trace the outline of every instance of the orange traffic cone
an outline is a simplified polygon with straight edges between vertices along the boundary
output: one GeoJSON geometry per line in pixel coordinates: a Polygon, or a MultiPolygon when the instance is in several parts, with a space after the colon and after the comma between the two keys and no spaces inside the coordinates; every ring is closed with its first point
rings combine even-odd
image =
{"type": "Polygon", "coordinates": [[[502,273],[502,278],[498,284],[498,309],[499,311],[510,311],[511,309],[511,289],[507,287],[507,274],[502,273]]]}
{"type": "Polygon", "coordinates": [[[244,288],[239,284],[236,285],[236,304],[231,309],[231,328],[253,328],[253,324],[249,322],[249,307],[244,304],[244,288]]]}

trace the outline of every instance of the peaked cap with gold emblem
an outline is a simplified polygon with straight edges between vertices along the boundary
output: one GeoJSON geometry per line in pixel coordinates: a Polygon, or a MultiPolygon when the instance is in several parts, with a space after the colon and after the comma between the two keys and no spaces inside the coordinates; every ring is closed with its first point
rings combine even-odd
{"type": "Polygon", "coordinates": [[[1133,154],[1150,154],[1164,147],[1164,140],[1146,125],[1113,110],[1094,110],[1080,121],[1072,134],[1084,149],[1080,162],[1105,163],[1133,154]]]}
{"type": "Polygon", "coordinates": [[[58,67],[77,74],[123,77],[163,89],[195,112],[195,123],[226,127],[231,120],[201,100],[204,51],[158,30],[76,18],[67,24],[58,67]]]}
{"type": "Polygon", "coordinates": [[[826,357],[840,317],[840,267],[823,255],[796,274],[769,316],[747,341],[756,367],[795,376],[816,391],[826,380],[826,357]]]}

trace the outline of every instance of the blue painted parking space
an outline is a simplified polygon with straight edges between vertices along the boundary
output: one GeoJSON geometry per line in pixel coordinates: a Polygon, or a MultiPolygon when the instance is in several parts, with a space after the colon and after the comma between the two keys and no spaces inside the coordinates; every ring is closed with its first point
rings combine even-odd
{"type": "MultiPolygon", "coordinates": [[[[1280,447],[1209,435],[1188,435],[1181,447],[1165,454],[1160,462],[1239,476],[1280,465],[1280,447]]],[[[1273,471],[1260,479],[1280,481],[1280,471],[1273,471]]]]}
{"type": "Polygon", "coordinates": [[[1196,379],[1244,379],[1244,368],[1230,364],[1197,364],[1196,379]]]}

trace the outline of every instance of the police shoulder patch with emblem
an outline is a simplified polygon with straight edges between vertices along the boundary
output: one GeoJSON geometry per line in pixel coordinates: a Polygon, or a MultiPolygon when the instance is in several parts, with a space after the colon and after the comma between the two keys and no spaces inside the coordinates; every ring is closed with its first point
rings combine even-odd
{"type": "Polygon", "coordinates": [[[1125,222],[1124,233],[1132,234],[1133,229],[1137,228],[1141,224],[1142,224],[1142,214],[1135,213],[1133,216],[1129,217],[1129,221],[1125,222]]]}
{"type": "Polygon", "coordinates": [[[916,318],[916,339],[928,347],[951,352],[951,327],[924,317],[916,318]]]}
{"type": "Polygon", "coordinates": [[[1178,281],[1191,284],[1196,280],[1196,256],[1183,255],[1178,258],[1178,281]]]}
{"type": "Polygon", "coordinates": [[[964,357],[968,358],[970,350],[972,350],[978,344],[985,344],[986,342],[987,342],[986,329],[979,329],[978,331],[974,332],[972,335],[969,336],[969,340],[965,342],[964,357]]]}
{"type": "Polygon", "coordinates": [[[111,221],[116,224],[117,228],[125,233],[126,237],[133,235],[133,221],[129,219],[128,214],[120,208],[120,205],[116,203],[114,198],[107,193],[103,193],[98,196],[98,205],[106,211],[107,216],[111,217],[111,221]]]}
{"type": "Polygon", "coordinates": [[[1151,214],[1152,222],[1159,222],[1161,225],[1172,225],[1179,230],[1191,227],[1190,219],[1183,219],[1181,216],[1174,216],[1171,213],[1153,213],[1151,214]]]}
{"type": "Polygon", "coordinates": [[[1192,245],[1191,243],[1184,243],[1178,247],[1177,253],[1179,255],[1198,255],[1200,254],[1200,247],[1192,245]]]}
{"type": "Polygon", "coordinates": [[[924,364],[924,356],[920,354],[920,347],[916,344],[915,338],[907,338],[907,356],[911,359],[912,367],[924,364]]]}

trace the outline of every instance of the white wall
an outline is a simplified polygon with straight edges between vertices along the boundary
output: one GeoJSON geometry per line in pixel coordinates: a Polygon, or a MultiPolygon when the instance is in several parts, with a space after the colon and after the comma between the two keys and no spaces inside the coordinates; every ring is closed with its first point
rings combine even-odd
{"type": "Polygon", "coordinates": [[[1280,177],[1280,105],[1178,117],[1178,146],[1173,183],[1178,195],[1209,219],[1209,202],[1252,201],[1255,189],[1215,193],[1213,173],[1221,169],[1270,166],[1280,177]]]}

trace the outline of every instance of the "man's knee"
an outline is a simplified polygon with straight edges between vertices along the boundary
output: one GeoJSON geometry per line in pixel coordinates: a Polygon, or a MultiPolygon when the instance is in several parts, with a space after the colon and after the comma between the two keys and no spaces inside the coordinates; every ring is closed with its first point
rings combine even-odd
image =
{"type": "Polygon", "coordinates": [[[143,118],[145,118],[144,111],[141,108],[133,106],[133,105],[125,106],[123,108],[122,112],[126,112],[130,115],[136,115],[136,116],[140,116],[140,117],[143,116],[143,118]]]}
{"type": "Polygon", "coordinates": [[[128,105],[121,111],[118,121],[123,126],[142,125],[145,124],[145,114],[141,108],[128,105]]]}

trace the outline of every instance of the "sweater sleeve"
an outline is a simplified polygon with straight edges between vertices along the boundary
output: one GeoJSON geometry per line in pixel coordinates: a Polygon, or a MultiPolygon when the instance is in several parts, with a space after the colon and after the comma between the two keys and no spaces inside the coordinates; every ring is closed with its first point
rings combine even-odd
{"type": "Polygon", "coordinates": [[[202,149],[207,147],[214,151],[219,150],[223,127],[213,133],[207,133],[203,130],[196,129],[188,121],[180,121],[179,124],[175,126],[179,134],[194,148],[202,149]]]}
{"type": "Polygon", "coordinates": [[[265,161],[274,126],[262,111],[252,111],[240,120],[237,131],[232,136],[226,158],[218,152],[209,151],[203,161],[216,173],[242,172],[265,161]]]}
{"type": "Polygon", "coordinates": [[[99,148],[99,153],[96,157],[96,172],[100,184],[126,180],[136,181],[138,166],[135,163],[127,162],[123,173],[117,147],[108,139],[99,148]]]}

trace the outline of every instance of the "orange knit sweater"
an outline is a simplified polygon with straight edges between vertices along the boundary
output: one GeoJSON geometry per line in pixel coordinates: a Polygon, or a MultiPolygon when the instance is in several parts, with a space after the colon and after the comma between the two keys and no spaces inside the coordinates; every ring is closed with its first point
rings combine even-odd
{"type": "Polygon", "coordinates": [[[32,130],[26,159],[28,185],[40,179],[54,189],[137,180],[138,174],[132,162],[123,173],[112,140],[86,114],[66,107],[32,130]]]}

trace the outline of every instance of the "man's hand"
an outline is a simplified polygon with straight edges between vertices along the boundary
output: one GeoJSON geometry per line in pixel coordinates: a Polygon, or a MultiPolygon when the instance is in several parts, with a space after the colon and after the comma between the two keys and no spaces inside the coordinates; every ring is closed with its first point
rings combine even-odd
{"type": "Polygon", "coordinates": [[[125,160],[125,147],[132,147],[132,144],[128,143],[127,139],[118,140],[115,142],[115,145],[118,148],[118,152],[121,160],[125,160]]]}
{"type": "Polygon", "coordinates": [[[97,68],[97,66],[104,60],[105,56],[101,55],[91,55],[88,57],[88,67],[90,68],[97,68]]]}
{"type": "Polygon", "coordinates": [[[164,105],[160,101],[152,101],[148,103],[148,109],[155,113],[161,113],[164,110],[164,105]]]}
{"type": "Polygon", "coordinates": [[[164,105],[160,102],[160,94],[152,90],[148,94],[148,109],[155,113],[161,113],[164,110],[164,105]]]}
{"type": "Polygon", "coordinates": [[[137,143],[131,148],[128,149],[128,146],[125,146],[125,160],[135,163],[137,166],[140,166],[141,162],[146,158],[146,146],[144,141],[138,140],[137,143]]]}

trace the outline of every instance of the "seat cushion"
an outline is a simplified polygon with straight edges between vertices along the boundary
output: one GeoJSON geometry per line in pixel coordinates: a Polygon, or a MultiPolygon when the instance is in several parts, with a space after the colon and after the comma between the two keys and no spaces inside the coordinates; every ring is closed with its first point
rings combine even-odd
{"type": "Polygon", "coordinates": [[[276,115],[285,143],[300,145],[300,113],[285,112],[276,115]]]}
------------------------------------------------------------------------
** Task to complete **
Which lines above contain the word "trace"? Copy each one.

** Reply to the exercise **
trace the outline of every instance of the orange traffic cone
trace the outline of every instance of the peaked cap with gold emblem
trace the outline of every instance of the blue painted parking space
trace the outline of every instance of the police shoulder patch with emblem
trace the outline of every instance of the white wall
trace the outline of every instance of the "man's knee"
trace the outline of every instance of the "sweater sleeve"
trace the outline of every instance of the "orange knit sweater"
trace the outline of every instance of the "man's hand"
trace the outline of every instance of the "seat cushion"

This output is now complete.